**BRIEF 1**
Transcribe the passage on code editing and Lisp from "Consider the transformations" up to and including "not mere coincidence.", reproducing it word for word.
**BRIEF 2**
Pick up the passage on code editing and Lisp after its final sentence and continue it.

**EXCERPTED PASSAGE**
Consider the transformations you might do on a piece of source code while
you're playing around. A lot of these (for me, anyway) are things which change
not just position or name, but the part-of-speech of words, or temporarily
make a nonsensical expression. (I do it in my shell a lot, too.) Rigid
structure-enforcing editors hinder this.

So for Lisp, either you end up with something that's less useful than Emacs,
or something that's just a thin display layer on s-exps (which is fine, but
not game-changing) and then users have to understand s-exp editing anyway. The
fact that the names of special forms, functions, and variables are all symbols
in Lisp is not mere coincidence.

This highlights one of the big frustrations I have with most programming
languages: they optimize for making a section of code look good and concise,
but as a programmer I want a language that also optimizes for my _changes_
being concise. For example, C# can look pretty decent in many cases, but
changes which are conceptually simple can be huge diffs. Quoting an expression
in Lisp is literally one character, but it takes 5 lines to quote a print
statement in C# <[http://msdn.microsoft.com/en-
us/library/y2k85ax6.aspx>](http://msdn.microsoft.com/en-
us/library/y2k85ax6.aspx>), and anything nontrivial grows painfully fast. This
is why it's impossible for me to truly assess something by looking at sample
code, or a screenshot -- so don't take this as a criticism of Pretty Lisp!

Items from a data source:
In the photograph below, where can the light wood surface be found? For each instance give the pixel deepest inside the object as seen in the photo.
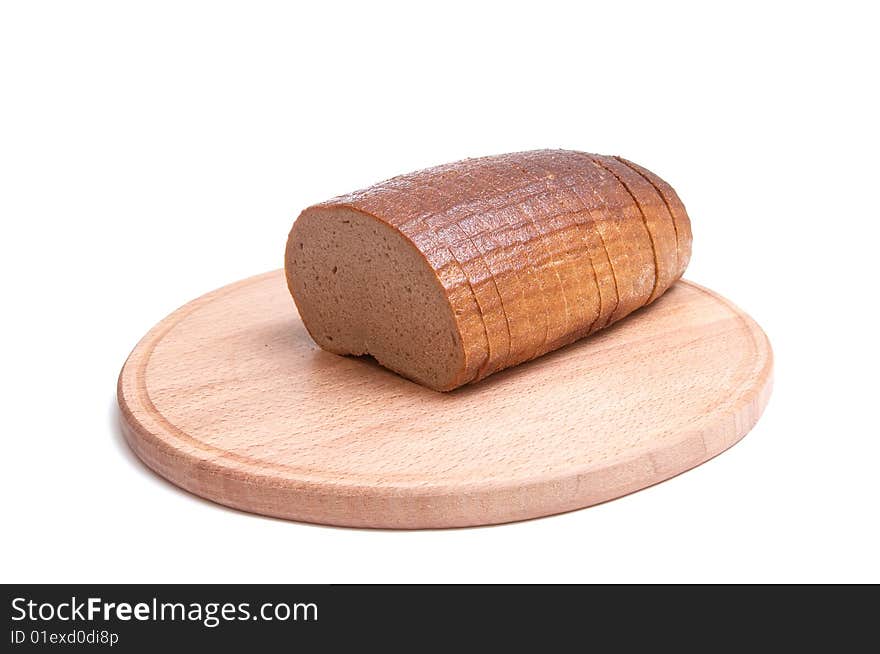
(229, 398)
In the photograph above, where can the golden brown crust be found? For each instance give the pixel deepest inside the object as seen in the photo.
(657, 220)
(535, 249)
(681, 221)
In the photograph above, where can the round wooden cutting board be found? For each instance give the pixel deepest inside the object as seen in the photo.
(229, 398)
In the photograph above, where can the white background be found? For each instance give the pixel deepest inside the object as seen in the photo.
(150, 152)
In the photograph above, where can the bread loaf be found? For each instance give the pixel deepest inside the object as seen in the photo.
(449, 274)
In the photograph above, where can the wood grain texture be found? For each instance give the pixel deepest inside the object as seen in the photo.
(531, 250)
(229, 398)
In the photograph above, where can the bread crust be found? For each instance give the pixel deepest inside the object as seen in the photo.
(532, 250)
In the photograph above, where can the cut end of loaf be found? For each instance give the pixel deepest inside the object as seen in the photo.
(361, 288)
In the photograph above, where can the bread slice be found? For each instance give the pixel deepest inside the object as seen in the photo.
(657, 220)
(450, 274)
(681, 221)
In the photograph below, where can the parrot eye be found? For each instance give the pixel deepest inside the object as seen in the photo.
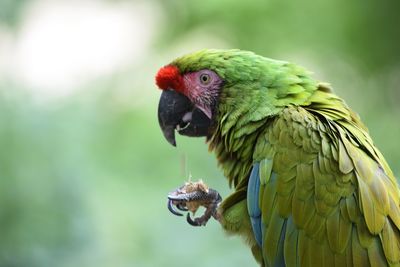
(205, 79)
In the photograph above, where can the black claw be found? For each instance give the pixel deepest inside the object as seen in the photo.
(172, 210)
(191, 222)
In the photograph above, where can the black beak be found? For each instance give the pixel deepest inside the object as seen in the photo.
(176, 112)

...

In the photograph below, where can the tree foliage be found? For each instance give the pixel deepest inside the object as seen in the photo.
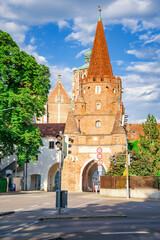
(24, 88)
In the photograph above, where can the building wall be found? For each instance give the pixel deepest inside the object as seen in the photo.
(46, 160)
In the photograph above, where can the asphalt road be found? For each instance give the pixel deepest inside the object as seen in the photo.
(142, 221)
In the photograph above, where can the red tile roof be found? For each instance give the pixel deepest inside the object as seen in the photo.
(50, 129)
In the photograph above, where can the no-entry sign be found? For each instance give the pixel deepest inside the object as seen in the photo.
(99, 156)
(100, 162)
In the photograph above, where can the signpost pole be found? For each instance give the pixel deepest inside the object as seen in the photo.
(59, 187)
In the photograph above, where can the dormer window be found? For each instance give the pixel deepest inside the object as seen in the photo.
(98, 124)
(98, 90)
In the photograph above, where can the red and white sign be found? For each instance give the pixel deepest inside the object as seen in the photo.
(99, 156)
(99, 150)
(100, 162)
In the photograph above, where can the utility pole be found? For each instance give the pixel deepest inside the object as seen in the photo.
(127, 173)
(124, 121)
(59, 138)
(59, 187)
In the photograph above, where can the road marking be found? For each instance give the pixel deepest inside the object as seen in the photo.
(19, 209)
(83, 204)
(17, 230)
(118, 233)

**TASK ANSWER 1**
Consider the transformations you might do on a piece of source code while
you're playing around. A lot of these (for me, anyway) are things which change
not just position or name, but the part-of-speech of words, or temporarily
make a nonsensical expression. (I do it in my shell a lot, too.) Rigid
structure-enforcing editors hinder this.

So for Lisp, either you end up with something that's less useful than Emacs,
or something that's just a thin display layer on s-exps (which is fine, but
not game-changing) and then users have to understand s-exp editing anyway. The
fact that the names of special forms, functions, and variables are all symbols
in Lisp is not mere coincidence.

**TASK ANSWER 2**
It could be that as we move higher up the abstraction scale this becomes less
important. After all, Mel wouldn't be happy at such a high level as
"characters". But I think there's something fundamental about the concept of
quoting symbols -- 'using something as something else' -- whether those
symbols are bits or characters or round-rects. The #' in the screenshot here
looks out of place, as if the author didn't know quite what to do with it.

I look forward to see what the author can make of this (new ideas and
experimentation are great!) but I don't see anything here yet that jumps out
at me as revolutionary, or must-have functionality.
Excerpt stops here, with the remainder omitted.